**PROBLEM DESCRIPTION**
The output is a word-for-word repeat of the listing below, free of images.

**MATERIAL FOR THIS EXERCISE**
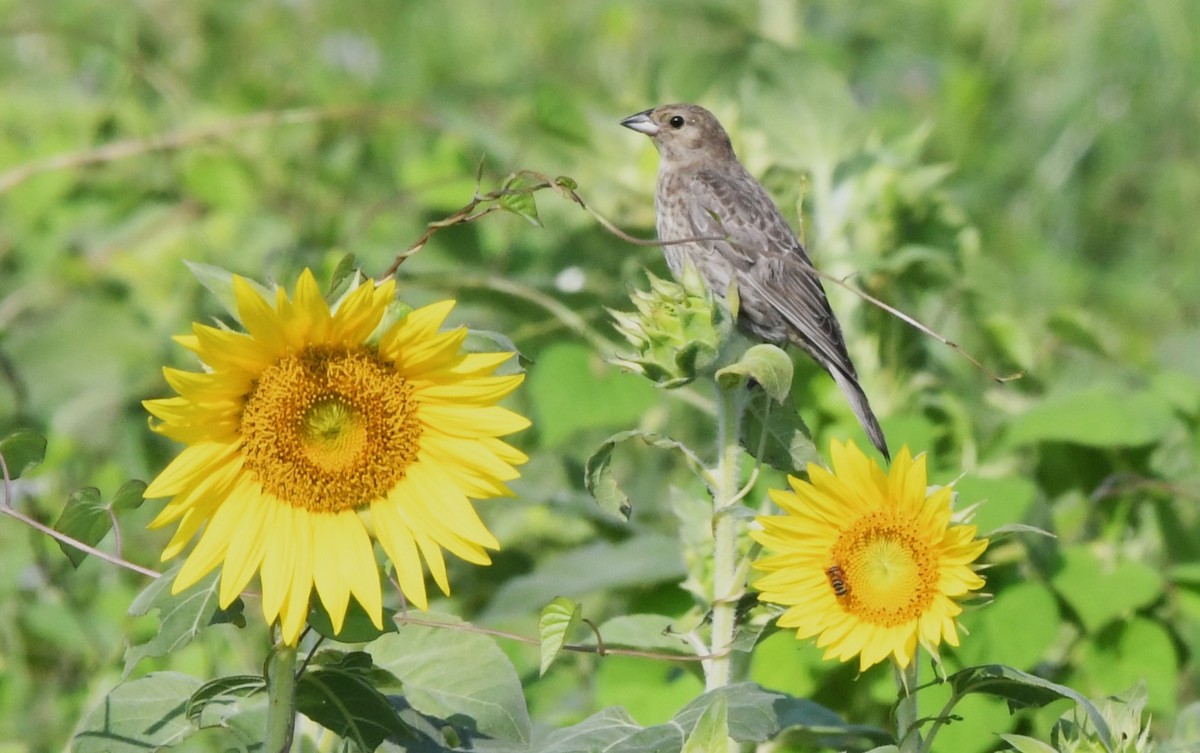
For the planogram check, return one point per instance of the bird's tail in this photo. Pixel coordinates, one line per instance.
(862, 408)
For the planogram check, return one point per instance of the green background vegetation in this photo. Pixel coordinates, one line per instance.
(1021, 176)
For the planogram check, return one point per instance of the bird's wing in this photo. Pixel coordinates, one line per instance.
(769, 263)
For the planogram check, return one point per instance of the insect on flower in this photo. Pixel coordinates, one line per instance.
(838, 580)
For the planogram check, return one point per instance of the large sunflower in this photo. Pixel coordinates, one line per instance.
(868, 560)
(310, 435)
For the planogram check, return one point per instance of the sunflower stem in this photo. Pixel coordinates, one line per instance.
(907, 734)
(726, 588)
(281, 699)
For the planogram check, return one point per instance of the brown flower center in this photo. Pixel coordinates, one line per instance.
(891, 571)
(330, 428)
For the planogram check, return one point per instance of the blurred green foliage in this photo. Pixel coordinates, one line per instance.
(1019, 176)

**EXERCISE SOLUTION**
For the planogram check, return one point per instance of the bird's tail in this photo. Pixel coordinates, one line per instance.
(862, 408)
For the planogram check, return one point per instance of the green background vegetation in this photo. Pixel coordinates, one line per instance.
(1021, 176)
For the planogram check, return one point per instance of the bird's wing in this photo. Pixel coordinates, one line per instance.
(769, 263)
For the planogram check, return one point per instance of the insect on flower in this photo. Pixel coordinates, one line per instance.
(838, 580)
For the planogram check, return one point per instance of the large sunflower in this photo. Pixel coordinates, one line per instance.
(868, 560)
(310, 435)
For the planogram check, return one point per instance of the sunflower stem in this photo. Pixel coordinates, one line per instance.
(907, 734)
(726, 588)
(281, 699)
For the planogram check, return one point per instance of the brown flower center in this photo. Pixel coordinates, one line per instance.
(891, 571)
(330, 428)
For the planogram check, return one point per instance of the blurred green foliage in this photo. Pixel coordinates, one line per instance.
(1019, 176)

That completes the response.